## INSTRUÇÕES:
1. De acordo com a página, para quantos idiomas foi traduzido o livro Criando Meninos?
2. Extraia da página, sem qualquer alteração, o trecho iniciado nas palavras "Confira, a seguir, os" e encerrado após "na vida adulta?".
3. Segundo a página, por que é necessário assegurar que as meninas não se habituem a sempre agradar aos outros?

## PÁGINA:
--------------------
(ZH, 20/10/2014) Autor do best-seller Criando Meninos (1997), traduzido para 32 idiomas e com 4 milhões de exemplares vendidos, Steve Biddulph acaba de lançar, no Brasil, Criando Meninas. O psicólogo radicado na Austrália repassa as diferentes etapas da infância e da adolescência e chama a atenção dos pais para aspectos fundamentais do desenvolvimento do sexo feminino.
– O principal objetivo dos meus livros é acabar com o sexismo. Temos de libertar as crianças desses limites ultrapassados – comenta o escritor.
Confira, a seguir, os principais trechos da entrevista concedida por e-mail.
Quais são as principais diferenças na criação de meninas e meninos? Como essas distinções podem impactar na vida adulta?
Não são grandes, mas ainda importam muito. Para criar uma sociedade igualitária, temos de trabalhar para reduzir os efeitos dessas diferenças. Por exemplo, meninas são muito receptivas ao contato, percebem os sentimentos das pessoas – então, temos de nos certificar de que elas não se acostumem a sempre agradar aos outros, ou que não se tornem muito sensíveis e preocupadas com a opinião alheia. Temos de fortalecê-las.
--------------------
## MATERIAL FORNECIDO:

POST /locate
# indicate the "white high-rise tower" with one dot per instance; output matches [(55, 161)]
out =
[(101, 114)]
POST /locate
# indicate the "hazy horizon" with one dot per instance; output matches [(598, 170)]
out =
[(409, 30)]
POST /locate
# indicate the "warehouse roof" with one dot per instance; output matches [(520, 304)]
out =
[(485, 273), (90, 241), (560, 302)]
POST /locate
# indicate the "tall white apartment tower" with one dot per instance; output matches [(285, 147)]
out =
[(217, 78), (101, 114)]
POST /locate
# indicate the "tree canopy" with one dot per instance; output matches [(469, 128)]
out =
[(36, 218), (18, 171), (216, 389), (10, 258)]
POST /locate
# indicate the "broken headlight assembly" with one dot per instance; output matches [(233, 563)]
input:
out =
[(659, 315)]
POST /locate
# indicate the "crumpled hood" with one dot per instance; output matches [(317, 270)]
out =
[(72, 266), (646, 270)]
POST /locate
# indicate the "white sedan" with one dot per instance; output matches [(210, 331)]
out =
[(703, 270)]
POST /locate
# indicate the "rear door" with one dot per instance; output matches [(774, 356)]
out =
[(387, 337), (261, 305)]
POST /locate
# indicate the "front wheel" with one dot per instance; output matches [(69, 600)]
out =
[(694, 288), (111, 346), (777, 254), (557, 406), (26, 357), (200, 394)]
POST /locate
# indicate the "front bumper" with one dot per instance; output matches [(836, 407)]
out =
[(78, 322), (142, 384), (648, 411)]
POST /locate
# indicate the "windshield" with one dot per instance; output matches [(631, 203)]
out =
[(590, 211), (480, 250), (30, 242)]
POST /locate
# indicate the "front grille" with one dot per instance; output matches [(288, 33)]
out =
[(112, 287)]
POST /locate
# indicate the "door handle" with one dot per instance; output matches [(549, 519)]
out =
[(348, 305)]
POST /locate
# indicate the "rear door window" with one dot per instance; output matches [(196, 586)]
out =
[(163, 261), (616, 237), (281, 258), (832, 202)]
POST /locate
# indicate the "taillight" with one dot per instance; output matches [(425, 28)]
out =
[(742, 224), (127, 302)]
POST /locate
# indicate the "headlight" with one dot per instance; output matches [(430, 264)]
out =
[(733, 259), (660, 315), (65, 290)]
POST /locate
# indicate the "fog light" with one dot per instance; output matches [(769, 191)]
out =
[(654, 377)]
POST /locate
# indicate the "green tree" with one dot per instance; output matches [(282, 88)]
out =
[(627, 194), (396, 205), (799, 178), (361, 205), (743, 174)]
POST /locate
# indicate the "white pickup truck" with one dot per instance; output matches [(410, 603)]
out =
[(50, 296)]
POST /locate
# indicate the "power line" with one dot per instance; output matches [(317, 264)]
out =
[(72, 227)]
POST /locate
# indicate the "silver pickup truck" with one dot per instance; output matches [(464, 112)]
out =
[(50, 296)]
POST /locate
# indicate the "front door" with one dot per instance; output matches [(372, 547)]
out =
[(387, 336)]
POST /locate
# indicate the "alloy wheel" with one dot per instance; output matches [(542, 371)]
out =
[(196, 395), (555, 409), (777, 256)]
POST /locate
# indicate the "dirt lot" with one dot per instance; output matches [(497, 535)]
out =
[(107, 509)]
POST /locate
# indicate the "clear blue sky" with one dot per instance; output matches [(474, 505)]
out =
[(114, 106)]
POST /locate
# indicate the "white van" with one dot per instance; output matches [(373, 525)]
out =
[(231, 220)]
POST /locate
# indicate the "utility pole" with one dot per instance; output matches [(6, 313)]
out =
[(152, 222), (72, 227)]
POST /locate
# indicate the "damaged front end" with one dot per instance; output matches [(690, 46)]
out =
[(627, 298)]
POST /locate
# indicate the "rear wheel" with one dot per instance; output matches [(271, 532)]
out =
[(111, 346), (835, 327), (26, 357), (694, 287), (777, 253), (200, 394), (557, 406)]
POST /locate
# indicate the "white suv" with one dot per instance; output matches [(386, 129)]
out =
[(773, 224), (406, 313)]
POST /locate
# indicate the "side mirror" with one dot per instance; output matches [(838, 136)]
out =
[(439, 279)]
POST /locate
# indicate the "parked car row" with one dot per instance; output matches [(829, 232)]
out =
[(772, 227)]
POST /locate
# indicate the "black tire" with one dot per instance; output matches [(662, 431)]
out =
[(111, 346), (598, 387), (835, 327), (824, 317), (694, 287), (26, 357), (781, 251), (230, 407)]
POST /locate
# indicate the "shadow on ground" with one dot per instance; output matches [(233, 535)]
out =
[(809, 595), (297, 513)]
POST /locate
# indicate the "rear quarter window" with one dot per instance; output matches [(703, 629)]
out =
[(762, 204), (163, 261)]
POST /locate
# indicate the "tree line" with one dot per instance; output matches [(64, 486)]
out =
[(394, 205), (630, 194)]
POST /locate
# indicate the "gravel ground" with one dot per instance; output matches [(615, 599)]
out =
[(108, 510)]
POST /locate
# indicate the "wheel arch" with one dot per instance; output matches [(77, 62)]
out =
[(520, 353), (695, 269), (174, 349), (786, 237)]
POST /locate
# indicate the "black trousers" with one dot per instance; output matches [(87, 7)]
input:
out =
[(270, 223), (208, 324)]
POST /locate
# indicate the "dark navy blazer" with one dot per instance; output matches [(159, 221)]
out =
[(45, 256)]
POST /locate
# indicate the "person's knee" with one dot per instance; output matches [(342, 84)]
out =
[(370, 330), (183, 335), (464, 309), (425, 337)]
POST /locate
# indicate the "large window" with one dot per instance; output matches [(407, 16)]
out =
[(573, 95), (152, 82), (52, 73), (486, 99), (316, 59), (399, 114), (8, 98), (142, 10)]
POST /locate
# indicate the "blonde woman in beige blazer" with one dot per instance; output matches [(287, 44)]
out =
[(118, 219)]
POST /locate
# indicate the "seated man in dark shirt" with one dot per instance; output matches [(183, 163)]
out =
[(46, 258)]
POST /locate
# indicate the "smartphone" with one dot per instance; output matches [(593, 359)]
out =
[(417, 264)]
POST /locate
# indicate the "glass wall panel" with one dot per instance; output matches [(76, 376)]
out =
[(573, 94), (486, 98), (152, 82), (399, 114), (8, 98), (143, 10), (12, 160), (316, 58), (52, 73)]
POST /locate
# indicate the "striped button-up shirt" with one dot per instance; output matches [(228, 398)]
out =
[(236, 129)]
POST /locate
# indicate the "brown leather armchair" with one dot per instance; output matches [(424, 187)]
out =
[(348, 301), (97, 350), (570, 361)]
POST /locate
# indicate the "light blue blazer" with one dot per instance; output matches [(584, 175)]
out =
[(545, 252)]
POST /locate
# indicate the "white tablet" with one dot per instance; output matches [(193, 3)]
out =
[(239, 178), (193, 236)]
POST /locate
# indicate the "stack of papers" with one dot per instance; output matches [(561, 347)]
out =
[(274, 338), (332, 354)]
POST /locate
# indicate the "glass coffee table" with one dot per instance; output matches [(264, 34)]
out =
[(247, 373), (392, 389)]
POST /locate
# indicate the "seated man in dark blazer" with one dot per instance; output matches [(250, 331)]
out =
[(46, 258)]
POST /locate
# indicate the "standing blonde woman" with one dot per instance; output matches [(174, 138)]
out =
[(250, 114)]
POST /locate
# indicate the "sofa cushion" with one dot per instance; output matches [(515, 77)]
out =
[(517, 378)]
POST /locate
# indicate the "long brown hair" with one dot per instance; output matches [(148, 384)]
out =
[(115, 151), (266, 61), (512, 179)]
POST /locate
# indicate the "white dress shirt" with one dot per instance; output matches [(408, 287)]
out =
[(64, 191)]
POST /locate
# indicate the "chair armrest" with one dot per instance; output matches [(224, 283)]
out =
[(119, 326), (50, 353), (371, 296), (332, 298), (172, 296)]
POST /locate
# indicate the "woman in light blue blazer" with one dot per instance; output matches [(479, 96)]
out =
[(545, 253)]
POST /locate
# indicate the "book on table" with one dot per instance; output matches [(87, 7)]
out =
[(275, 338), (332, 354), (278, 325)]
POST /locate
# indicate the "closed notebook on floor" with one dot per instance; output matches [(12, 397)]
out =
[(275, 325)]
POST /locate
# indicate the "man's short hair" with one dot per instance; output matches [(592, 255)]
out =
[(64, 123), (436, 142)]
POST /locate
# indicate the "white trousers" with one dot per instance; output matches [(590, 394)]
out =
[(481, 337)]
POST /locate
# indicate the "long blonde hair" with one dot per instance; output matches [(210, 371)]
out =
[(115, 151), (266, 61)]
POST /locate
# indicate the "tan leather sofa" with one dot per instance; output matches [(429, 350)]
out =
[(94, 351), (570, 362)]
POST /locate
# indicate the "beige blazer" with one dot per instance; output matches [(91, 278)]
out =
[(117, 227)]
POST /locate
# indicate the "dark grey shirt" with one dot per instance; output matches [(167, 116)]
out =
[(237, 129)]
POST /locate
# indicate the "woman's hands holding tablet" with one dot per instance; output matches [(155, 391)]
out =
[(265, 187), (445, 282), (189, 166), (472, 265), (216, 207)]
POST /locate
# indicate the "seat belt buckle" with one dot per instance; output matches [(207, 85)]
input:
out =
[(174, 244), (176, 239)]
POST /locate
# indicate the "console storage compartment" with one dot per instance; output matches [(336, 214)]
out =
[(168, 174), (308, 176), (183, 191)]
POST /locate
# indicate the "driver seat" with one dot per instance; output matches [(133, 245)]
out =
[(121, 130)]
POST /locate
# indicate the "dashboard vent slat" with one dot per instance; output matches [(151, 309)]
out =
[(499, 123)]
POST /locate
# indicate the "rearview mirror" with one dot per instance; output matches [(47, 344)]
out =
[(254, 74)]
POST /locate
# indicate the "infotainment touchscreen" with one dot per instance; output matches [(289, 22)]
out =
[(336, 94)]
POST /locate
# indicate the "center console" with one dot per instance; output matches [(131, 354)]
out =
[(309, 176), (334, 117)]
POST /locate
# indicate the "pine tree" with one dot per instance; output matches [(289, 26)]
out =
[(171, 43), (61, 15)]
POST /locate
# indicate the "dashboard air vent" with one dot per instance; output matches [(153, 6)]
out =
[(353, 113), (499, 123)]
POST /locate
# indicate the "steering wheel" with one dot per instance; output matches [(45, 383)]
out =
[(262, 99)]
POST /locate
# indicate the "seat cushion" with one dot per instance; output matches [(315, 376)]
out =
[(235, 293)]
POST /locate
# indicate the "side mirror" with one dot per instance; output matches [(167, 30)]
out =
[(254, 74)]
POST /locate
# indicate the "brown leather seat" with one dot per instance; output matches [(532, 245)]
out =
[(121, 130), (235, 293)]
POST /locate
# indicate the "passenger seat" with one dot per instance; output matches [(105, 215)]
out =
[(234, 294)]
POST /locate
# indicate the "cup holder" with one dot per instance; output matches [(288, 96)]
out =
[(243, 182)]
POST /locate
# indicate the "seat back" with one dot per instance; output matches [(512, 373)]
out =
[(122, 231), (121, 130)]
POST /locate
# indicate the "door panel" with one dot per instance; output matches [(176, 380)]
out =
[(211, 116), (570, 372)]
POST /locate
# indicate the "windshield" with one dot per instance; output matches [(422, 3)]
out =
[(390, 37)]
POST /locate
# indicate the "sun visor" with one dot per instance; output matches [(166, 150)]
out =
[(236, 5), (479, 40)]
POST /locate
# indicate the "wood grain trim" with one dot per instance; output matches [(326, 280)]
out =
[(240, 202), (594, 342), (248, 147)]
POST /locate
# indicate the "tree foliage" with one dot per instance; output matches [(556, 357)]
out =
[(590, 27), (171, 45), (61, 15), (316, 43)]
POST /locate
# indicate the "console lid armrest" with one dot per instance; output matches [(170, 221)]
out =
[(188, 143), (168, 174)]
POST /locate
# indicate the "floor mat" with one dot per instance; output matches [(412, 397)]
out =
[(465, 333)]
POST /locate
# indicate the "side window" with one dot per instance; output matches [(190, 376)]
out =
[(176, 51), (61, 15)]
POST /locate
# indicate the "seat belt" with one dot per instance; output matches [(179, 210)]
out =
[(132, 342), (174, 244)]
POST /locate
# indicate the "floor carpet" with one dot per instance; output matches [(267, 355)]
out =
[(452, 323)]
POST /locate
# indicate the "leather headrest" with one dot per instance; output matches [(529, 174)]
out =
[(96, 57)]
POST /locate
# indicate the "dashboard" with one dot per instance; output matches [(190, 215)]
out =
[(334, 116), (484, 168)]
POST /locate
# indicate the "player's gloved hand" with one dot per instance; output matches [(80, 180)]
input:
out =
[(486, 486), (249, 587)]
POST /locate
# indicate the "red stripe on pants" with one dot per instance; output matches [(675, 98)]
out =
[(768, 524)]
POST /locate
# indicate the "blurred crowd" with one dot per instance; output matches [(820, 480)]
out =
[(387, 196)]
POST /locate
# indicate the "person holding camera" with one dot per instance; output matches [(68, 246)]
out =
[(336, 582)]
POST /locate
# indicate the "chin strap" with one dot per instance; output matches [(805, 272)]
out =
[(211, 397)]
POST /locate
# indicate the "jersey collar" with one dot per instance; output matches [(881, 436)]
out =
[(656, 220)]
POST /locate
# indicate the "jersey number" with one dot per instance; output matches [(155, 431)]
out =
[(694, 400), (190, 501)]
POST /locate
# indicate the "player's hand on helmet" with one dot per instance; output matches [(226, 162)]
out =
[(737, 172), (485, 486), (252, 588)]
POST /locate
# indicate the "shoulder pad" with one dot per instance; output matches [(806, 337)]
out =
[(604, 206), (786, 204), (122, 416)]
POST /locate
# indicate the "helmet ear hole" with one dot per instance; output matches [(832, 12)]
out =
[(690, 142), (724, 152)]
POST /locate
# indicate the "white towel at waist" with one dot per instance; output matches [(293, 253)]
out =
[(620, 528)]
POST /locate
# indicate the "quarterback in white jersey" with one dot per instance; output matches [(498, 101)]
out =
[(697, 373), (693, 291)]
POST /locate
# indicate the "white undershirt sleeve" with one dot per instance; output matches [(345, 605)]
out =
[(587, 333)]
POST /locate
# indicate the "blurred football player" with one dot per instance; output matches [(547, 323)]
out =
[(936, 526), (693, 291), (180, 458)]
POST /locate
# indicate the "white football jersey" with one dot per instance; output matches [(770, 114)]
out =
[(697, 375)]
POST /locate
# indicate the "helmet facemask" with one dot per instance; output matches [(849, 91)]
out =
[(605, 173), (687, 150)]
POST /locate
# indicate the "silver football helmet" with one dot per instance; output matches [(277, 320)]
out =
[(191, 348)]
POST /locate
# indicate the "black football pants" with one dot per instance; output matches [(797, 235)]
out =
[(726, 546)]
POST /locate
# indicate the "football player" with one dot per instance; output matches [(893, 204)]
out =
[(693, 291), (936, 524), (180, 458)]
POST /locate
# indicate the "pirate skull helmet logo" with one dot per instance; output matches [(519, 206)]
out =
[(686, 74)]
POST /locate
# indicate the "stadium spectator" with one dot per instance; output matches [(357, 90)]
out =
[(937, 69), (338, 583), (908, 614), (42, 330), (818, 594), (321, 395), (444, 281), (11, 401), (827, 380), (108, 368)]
--------------------
## RESPOSTAS:
1. Para 32 idiomas.

2.
Confira, a seguir, os principais trechos da entrevista concedida por e-mail.
Quais são as principais diferenças na criação de meninas e meninos? Como essas distinções podem impactar na vida adulta?

3. Porque as meninas são muito receptivas ao contato e percebem os sentimentos das pessoas. Para criar uma sociedade igualitária, é preciso reduzir os efeitos dessas diferenças e fortalecê-las, evitando que se tornem muito sensíveis e preocupadas com a opinião alheia.